DIRECTION. Can you output every line of the data below as a numbered list, skipping blank lines and leaving the pictures out?
### INPUT FOR THIS TASK
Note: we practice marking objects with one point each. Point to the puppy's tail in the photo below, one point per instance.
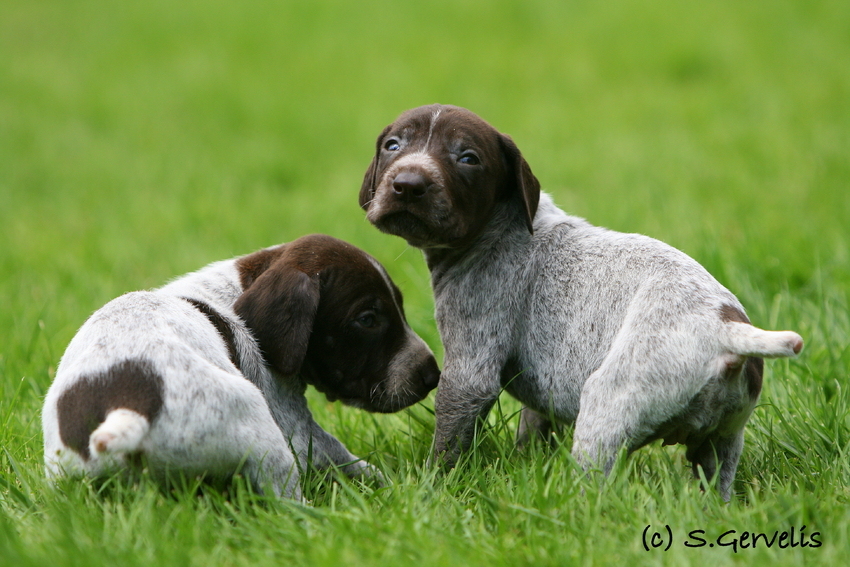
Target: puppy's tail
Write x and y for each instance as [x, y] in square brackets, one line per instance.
[747, 340]
[121, 432]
######
FINISHED TASK.
1. Note: we practice marking objects with one point each. Point to the puppy's tail in the photo below, one point per instance.
2. Target: puppy's tail
3. Write x and y for each instance as [x, y] in square brackets, one line per instance.
4. [747, 340]
5. [121, 432]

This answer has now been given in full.